=== PAGE EXCERPT ===
•••••
Title: Transcendence of period integrals over function fields

Abstract: Periods are integrals of differential forms, and their study spans many branches of mathematics, including diophantine geometry, differential algebra, and algebraic geometry. If one restricts their attention to periods arising over Q, then the Grothendieck Period Conjecture is a precise way of saying that these are as transcendental as is allowed by the underlying geometry. While this is a remarkably general statement (and very open), it does not include another major (also open!) conjecture in transcendence theory - the Schanuel conjecture. In particular, e is not a period, even though it can be described through periods via the relation that the integral from 1 to e of dx/x is 1. We shall present a generalization due to André which unifies the two conjectures in a satisfactory manner.

In the (complex) function field case, a lot more is known. The Grothendieck Period Conjecture has been formulated and proved by Ayoub and Nori. We shall explain the geometric analogue of the André - Grothendieck Period Conjecture and present its proof. It turns out that this conjecture is (almost) equivalent to a functional-transcendence statement of extreme generality known as the Ax-Schanuel conjecture, which has been the subject of a lot of study over the past decade in connection with unlikely intersection problems. The version relevant to us is a comparison between the algebraic and flat coordinates of geometric local systems. We will explain the ideas behind the proofs of this Ax-Schanuel conjecture and explain how it implies the relevant period conjecture.
•••••
=== DATA LISTING ===
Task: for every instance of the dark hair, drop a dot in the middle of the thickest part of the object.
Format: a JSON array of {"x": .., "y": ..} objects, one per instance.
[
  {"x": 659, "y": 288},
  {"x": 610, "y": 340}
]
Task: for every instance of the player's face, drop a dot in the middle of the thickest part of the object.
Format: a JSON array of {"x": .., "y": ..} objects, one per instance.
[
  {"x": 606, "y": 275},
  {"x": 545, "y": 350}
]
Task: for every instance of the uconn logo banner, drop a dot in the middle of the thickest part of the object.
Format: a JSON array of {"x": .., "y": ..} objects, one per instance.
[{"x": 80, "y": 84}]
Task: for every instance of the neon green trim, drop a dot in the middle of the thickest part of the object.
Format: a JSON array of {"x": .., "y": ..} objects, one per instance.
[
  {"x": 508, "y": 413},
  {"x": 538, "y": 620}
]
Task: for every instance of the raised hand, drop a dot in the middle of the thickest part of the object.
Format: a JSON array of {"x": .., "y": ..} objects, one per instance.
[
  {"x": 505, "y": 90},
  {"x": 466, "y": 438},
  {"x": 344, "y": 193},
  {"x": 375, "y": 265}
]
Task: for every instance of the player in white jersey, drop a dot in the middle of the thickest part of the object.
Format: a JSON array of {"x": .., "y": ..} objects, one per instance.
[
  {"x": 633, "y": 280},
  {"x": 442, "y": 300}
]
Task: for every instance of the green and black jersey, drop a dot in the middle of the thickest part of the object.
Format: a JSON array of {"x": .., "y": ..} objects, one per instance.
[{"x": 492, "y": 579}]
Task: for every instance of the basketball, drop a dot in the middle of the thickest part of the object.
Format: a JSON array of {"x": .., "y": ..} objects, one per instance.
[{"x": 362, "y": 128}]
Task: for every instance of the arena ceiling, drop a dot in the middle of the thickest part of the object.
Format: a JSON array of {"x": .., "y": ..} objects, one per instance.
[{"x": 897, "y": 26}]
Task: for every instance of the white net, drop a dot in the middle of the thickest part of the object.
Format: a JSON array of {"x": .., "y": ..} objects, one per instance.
•••••
=== INSTRUCTIONS ===
a) The abstract on transcendence of period integrals names some branches of mathematics that the study of periods spans. List them.
b) Transcribe the passage of the abstract on period integrals from "In the (complex)" to "relevant period conjecture.".

=== YOUR WRITTEN ANSWERS ===
a) diophantine geometry, differential algebra, algebraic geometry

b)
In the (complex) function field case, a lot more is known. The Grothendieck Period Conjecture has been formulated and proved by Ayoub and Nori. We shall explain the geometric analogue of the André - Grothendieck Period Conjecture and present its proof. It turns out that this conjecture is (almost) equivalent to a functional-transcendence statement of extreme generality known as the Ax-Schanuel conjecture, which has been the subject of a lot of study over the past decade in connection with unlikely intersection problems. The version relevant to us is a comparison between the algebraic and flat coordinates of geometric local systems. We will explain the ideas behind the proofs of this Ax-Schanuel conjecture and explain how it implies the relevant period conjecture.